*TEXT SECTION:*
Can Old Manatee Village become an entertainment district? What can be done to attract redevelopment there?

Bill Sanders: With the additional growth of housing units in the area, there needs to be businesses to compliment the area. We need to work with the community and existing businesses to identify business types needed to support the growth of this area. The city needs to fulfill its commitment to see completion of the Riverwalk and park in this area.

(Incumbent) Bemis Smith: The term “entertainment district” has been loosely used to describe the City’s efforts to promote the Old Manatee community but this term can be deceiving. My vision for this area has been as a destination much like Old Main Street in downtown that has a broad offering of restaurants, shops, bars, and entertainment venues that make a walkable community; a place that is exciting to live but not necessarily like more traditional “entertainment districts” such as Ybor City to our north. We have a good foundation for success with the long term businesses already in operation and last year City Council voted to allow for increased noise levels in the area to encourage businesses to open in the area. As I noted before, we have many of the necessary factors in place to attract more redevelopment including housing units being built within an easy walk, the easing of noise restrictions that now compare to other similar successful areas throughout the country and the availability of funding through the Bradenton Community Redevelopment Agency as well as other incentives from our newly established Economic Development office. At this point, the expansion of Riverwalk and the continued promotion of the safety, walkability and the proximity to good jobs should finish the work that is already underway with minor corrections as we proceed. This will allow private investors to drive the development that the market desires.

*SUPPLIED MATERIAL:*
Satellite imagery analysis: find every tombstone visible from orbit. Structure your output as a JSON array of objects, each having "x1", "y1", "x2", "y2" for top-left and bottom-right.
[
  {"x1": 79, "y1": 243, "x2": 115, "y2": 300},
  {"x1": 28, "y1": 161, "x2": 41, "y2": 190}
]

*USING THE INFORMATION:*
1. Can you quote the Old Manatee Village text from "Bill Sanders: With" up to and including "in this area."?
2. What comes next in the Old Manatee Village text? Continue it from where it stops.
The entries come from a separate source and are unrelated to the Old Manatee Village text.

*RESULTS IN ORDER:*
1.
Bill Sanders: With the additional growth of housing units in the area, there needs to be businesses to compliment the area. We need to work with the community and existing businesses to identify business types needed to support the growth of this area. The city needs to fulfill its commitment to see completion of the Riverwalk and park in this area.

2.
As Riverwalk expands eastward, what do you want to see there?

Bill Sanders: The Riverwalk is a great asset. Expansion needs to continue to provide to access to developed areas. Realize Bradenton has done awesome in organizing events to promote our Riverwalk and Bradenton.

(Incumbent) Bemis Smith: I worked to insure that Riverwalk East is a suitable continuation of the existing Riverwalk that doesn’t mimic it and offers activities not particularly suited for the current Riverwalk. I continue to work for a Riverwalk that is themed to the historic nature of this part of town but offers a beautiful backdrop for exercise, walking, jogging and biking. My vision is an area in the Old Manatee business district that offers options for shopping and dining, down to the River where we have a children’s park in conjunction with a larger field for outdoor play and picnicking and then ending at an expanded and improved Mineral Springs Park with it’s existing dock for waterfront activities and beautiful areas promoting the diverse history of our community. Ultimately, I would like to find ways to tie this park area into the Manatee Historical Park located just to the south either by expanding the Historical Park to the north or through a less physical connection. When completed, this vision should provide a great connection for the neighborhoods along the river to the east to the current downtown while providing a welcoming, safe community for new residents and businesses to flourish.